=== SOURCE PASSAGE ===
------------------------------
In addition to the site in Dominica, Longsworth said an online learning site in Anguilla is closed for classes: electricity has been restored, but not internet connectivity. Also closed is a site in Tortola, in the British Virgin Islands, which is relying on generator power and currently being used for emergency relief efforts. Both the Anguilla and Tortola sites suffered minimal damage. And UWI’s three main physical campuses — which are located in Barbados, Jamaica and Trinidad and Tobago — have been spared the brunt of the hurricanes that swept through other parts of the Caribbean.
For online students who are displaced, Longsworth said they can pick up their studies wherever they find an internet connection. “In a sense we are hopeful that having a presence in 44 physical sites, 17 physical countries, and also having a presence in the clouds gives us a great deal of resilience in terms of being able to recover much more quickly than if we are teaching only face-to-face, let’s say, in Dominica,” she said.
Caribbean Medical Schools
The Caribbean islands are also home to a number of for-profit medical schools that largely teach American and Canadian students. Some of those campuses have also sustained damage and evacuated their students.
Ross University School of Medicine, which is located in storm-ravaged Dominica and owned by the U.S.-based for-profit education company Adtalem Global Education (formerly DeVry), reported Tuesday that it had completed evacuating all of its students who were on Dominica at the time Hurricane Maria hit. The university’s dean and chancellor, William F. Owen Jr., said in a message that Ross is working on a plan to resume its basic science program — which comprises the first two preclinical years of medical education — in an alternative location, to be determined (clinical training occurs at U.S. hospitals and has not been disrupted).
Owen said in a message on Ross’s website Wednesday that “in considering new potential sites of instruction, we are focused on identifying a location that will be conducive to intensive medical study; meet the rigorous academic expectations of our accreditors; support continued access to federal student loans; and nicely balance study and recreation.”
“We expect to communicate a decision soon from our list of options for a locale. There will be no classes for the next two weeks, so recuperate, refuel and bond with your loved ones,” Owen told students.
Another Adtalem-owned medical school, the American University of the Caribbean School of Medicine, in St. Maarten, announced after Hurricane Irma hit the island that it would hold its fall semester classes at a location in the United Kingdom. The medical school initially announced plans to start classes at the U.K. location Sept. 29 — today — but in a statement Thursday Adtalem said the school is still “finalizing details” for the temporary relocation.
“AUC is working to secure all regulatory approvals to do so, and working to finalize an agreement with University of Central Lancashire (UCLan) to utilize UCLan’s teaching facilities and student support services. We are so pleased to partner with UCLan in this effort and we greatly appreciate their hospitality and assistance. While these final arrangements and approvals are still pending, AUC students have begun arriving in Preston to prepare for the planned start of classes,” the statement said.
Another Caribbean medical school, All Saints University, in Dominica, said in a message on its website that “evacuation of students is on course’ and that lectures for students from Dominica would resume Oct. 2 at the university’s other campus in in St. Vincent and the Grenadines.
------------------------------
=== EXTRACTED DATA ===
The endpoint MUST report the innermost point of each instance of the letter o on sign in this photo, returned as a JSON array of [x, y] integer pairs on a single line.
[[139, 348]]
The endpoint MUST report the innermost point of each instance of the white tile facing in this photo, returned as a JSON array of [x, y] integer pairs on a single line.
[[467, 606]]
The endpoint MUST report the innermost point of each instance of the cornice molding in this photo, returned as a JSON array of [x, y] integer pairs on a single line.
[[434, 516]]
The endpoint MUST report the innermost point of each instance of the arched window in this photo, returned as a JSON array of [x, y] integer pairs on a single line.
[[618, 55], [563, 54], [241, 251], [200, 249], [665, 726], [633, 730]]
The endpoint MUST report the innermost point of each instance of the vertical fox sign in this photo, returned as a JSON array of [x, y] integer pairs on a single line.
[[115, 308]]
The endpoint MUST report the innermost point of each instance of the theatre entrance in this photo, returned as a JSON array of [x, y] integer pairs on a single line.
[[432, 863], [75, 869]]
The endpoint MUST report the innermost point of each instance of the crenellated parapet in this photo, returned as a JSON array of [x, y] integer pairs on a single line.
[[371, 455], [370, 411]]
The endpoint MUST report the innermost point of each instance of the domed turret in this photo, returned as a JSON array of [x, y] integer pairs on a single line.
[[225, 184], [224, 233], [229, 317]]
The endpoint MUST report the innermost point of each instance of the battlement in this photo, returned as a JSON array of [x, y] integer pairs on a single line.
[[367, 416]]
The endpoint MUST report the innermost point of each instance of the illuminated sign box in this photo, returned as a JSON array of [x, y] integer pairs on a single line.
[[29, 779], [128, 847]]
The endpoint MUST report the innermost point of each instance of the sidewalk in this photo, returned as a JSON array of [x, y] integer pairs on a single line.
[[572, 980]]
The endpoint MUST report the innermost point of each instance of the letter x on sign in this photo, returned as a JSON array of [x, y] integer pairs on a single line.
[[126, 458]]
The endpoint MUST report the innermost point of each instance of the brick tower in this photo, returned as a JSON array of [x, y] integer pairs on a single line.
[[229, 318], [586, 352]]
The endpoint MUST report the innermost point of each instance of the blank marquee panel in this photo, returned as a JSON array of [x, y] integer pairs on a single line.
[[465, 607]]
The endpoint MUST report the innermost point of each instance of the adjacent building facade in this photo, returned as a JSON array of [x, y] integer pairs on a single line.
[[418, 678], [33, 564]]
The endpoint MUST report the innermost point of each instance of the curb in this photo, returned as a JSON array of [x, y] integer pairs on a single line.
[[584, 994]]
------------------------------
=== WHAT TO WORK ON ===
a - According to the passage on Caribbean schools, when and where will All Saints University resume lectures for its students from Dominica?
b - Please list every aim that Owen says Ross is focused on in choosing a new site of instruction, as given in the passage on Caribbean schools.
The records have no connection to the passage on Caribbean schools.

=== ACTIVITY ANSWERS ===
a - On Oct. 2, at the university's other campus in St. Vincent and the Grenadines.

b -
- Being conducive to intensive medical study
- Meeting the rigorous academic expectations of its accreditors
- Supporting continued access to federal student loans
- Nicely balancing study and recreation